TRY IT:
Gather every line below that contains the word "while", and copy each one in full. Case counts.

(Beginning of DATA PROVIDED)

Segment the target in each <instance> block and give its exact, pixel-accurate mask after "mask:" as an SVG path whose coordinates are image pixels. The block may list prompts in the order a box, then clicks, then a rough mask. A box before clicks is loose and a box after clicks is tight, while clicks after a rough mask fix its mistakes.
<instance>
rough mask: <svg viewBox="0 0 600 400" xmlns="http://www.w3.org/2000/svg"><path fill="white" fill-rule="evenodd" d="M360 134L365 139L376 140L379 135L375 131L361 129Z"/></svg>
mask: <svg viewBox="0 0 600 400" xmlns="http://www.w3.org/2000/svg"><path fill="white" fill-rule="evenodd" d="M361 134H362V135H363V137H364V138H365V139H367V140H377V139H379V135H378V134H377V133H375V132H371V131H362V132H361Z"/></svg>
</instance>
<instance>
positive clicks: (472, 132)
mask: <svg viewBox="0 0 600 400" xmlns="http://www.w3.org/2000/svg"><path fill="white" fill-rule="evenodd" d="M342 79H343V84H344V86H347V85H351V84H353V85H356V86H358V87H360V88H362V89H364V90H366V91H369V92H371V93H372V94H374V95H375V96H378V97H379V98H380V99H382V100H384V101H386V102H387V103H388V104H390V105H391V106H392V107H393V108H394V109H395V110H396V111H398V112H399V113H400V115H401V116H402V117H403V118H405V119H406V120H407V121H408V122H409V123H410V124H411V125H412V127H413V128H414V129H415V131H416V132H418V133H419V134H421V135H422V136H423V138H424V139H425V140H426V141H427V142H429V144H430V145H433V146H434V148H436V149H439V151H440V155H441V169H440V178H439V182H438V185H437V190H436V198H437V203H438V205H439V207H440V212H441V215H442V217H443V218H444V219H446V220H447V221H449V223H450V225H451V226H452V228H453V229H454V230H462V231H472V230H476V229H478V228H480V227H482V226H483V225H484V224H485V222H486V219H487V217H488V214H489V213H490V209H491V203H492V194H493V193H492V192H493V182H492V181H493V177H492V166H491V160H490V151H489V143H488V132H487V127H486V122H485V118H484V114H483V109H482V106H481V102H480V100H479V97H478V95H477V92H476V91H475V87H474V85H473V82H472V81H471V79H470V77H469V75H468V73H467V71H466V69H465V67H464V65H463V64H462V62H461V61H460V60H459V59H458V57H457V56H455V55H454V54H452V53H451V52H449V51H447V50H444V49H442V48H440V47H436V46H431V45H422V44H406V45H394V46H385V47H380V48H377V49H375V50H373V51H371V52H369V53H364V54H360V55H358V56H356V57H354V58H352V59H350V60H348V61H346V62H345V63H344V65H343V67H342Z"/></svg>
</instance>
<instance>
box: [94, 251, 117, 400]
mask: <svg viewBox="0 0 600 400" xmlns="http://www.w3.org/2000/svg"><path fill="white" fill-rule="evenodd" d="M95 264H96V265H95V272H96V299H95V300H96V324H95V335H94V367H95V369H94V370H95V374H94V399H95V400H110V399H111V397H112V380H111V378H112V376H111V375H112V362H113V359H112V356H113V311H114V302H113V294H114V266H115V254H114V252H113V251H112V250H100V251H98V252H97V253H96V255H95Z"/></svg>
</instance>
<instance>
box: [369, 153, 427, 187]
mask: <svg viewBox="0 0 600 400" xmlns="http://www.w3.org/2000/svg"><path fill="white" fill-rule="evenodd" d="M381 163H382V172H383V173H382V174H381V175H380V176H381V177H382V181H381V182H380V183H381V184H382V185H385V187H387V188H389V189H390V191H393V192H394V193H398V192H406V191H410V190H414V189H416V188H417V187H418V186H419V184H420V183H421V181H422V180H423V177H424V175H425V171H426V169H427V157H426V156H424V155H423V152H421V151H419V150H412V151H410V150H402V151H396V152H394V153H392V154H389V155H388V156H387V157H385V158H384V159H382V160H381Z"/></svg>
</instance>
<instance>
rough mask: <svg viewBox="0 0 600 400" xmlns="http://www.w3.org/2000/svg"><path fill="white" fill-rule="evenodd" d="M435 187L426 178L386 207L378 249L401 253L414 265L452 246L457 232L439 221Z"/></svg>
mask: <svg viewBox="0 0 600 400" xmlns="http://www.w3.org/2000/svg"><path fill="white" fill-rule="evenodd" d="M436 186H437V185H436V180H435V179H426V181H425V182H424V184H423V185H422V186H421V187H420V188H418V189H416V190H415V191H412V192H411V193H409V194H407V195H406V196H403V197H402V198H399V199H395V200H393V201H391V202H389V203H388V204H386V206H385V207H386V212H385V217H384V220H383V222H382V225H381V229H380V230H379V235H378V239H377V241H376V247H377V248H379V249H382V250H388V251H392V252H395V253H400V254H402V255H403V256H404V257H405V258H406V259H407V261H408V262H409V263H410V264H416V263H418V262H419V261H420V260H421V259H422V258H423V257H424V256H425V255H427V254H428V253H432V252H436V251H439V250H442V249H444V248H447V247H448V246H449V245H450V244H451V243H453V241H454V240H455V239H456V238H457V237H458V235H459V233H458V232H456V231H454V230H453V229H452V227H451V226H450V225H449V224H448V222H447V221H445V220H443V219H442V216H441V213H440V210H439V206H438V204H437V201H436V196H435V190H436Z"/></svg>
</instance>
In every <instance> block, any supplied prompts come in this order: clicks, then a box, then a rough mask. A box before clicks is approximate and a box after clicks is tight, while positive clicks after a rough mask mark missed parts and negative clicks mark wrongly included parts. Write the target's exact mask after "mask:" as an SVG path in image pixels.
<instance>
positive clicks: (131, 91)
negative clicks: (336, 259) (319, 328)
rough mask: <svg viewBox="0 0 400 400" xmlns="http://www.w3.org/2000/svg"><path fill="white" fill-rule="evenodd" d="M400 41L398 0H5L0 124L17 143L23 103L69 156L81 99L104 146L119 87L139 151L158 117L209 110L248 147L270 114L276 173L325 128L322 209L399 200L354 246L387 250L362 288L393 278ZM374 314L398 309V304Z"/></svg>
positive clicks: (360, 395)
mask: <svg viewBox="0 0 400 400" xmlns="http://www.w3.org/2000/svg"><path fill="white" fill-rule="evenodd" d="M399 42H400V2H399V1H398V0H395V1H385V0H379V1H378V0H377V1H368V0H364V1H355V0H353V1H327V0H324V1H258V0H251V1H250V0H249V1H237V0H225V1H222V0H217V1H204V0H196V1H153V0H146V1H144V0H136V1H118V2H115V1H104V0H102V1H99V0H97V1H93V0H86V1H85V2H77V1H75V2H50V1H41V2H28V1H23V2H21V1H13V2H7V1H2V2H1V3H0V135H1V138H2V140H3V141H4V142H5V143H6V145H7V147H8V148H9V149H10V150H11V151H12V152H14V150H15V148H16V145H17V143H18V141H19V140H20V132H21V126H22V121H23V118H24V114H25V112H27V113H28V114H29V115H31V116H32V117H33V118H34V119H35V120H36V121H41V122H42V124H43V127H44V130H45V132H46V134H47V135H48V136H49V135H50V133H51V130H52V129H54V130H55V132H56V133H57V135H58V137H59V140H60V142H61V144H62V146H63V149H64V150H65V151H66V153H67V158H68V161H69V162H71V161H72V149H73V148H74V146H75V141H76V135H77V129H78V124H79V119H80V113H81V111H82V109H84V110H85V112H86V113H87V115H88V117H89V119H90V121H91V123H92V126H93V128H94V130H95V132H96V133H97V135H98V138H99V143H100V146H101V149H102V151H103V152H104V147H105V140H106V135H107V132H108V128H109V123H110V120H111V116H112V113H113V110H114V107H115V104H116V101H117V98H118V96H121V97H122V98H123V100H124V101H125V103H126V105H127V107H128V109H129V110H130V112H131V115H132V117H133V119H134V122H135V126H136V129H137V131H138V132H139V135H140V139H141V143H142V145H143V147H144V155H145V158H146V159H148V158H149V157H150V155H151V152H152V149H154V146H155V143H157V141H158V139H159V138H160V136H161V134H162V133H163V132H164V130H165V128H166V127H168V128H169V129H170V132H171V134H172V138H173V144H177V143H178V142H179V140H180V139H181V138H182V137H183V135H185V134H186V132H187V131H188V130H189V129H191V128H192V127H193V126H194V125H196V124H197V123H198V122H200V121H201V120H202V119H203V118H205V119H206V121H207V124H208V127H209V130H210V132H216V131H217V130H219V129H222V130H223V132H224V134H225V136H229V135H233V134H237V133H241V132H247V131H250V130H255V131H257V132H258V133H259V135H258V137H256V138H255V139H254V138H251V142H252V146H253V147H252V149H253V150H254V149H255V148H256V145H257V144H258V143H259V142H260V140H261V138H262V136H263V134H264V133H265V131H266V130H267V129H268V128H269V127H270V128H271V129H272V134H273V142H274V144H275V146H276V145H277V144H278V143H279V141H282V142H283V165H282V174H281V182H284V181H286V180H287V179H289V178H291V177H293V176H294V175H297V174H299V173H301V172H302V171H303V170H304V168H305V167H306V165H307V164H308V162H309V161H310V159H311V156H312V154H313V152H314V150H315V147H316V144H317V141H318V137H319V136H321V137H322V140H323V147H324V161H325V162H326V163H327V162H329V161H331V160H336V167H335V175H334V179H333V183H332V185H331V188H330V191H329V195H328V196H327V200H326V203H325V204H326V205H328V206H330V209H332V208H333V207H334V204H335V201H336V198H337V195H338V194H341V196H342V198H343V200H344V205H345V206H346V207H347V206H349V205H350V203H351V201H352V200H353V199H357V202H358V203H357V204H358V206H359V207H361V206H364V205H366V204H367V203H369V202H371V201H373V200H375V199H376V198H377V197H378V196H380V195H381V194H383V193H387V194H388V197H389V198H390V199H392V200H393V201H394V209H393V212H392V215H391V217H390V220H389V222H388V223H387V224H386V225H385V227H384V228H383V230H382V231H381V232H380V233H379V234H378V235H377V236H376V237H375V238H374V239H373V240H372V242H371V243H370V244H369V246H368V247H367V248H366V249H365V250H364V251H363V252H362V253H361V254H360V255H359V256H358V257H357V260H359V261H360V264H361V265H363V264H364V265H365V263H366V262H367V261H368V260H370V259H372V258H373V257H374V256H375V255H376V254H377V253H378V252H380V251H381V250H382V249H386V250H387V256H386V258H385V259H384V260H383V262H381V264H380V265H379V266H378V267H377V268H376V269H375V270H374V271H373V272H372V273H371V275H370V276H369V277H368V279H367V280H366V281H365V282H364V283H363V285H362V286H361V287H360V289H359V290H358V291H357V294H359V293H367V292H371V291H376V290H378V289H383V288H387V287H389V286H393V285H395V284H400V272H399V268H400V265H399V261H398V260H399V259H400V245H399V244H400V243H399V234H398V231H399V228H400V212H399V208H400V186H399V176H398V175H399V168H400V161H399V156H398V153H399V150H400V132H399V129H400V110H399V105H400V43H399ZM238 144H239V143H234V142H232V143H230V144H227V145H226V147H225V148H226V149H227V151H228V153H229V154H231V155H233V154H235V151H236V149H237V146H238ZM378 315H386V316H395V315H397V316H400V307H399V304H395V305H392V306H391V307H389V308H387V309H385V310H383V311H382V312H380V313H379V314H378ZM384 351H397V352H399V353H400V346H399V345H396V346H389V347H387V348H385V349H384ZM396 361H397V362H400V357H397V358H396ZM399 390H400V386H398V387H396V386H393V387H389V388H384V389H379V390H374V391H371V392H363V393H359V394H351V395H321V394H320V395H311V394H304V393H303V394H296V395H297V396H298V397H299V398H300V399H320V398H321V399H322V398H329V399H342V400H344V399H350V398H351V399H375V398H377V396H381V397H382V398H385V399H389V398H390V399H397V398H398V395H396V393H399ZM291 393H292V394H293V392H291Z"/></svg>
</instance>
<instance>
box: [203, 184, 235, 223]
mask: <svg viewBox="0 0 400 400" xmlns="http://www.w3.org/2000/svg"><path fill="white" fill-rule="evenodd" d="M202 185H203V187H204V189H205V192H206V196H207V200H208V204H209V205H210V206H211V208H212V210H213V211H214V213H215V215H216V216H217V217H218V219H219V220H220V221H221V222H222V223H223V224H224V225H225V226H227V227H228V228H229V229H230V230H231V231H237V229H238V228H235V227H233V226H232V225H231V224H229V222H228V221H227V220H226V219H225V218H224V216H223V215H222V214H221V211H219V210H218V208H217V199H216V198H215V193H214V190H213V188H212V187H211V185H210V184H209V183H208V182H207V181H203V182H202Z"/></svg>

(End of DATA PROVIDED)

TASK RESPONSE:
Segment the target in each <instance> block and give its exact, pixel-accurate mask after "mask:" as an SVG path whose coordinates are image pixels. The block may list prompts in the order a box, then clicks, then a rough mask. A box before clicks is loose and a box after clicks is tight, while clicks after a rough mask fix its mistakes.
In every <instance> block, any supplied prompts come in this order: clicks, then a box, then a rough mask. A box before clicks is approximate and a box after clicks is tight, while positive clicks after a rough mask mark missed parts and negative clicks mark wrongly included parts. Write the target's exact mask after "mask:" as an SVG path in image pixels.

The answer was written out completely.